───── Record set
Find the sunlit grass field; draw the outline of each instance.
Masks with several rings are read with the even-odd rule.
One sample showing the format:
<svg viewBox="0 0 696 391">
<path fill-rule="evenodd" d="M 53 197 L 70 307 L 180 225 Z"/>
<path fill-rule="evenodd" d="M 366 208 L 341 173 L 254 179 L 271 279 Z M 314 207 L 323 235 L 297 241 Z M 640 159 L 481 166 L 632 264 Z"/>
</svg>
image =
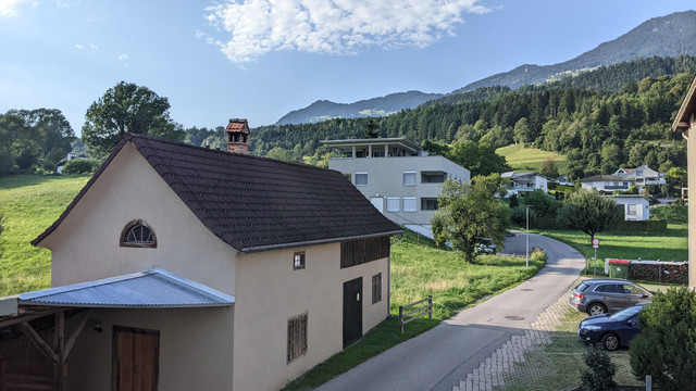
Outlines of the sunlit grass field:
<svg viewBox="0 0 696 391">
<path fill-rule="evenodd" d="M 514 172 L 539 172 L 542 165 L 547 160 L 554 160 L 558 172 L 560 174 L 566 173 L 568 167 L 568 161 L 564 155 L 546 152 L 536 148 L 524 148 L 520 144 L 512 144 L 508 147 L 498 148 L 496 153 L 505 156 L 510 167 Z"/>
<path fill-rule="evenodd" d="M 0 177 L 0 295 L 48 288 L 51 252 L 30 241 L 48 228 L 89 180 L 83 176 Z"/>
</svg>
──────────
───── Record set
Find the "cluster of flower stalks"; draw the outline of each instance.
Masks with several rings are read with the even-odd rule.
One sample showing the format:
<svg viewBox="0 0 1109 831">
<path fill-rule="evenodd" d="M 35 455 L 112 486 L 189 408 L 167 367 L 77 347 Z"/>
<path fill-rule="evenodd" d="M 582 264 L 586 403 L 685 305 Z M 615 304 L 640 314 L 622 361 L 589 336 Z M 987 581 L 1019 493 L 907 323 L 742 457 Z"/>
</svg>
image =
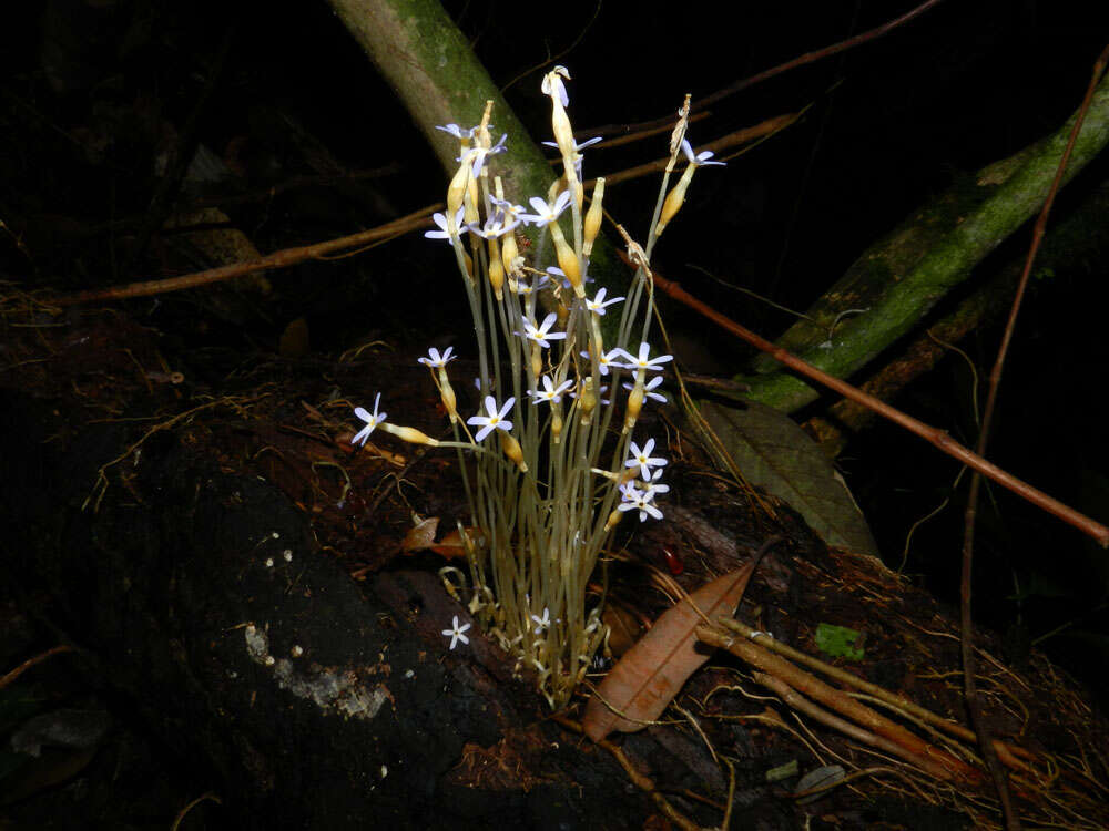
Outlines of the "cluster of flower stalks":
──────────
Directions for this task -> Reproduce only the records from the line containing "Find the sunlit" through the line containing "514 172 L 539", increasing every number in the answer outline by 86 and leaving the request and its format sample unchanged. Leave the picture out.

Solution ->
Find the sunlit grass field; draw the outline of each instance.
Masks with several rings are read with the even-odd rule.
One sample showing the format:
<svg viewBox="0 0 696 391">
<path fill-rule="evenodd" d="M 53 197 L 70 307 L 180 225 Z"/>
<path fill-rule="evenodd" d="M 366 208 L 341 173 L 254 179 L 271 279 Z M 314 207 L 323 235 L 297 241 Z M 640 159 L 481 166 L 632 264 Z"/>
</svg>
image =
Outlines of the sunlit grass field:
<svg viewBox="86 86 782 477">
<path fill-rule="evenodd" d="M 600 258 L 625 258 L 628 251 L 633 246 L 640 246 L 644 258 L 646 260 L 652 259 L 654 253 L 654 247 L 650 241 L 632 238 L 622 234 L 610 234 L 606 230 L 598 230 L 594 233 L 584 234 L 582 239 L 591 242 L 596 253 Z"/>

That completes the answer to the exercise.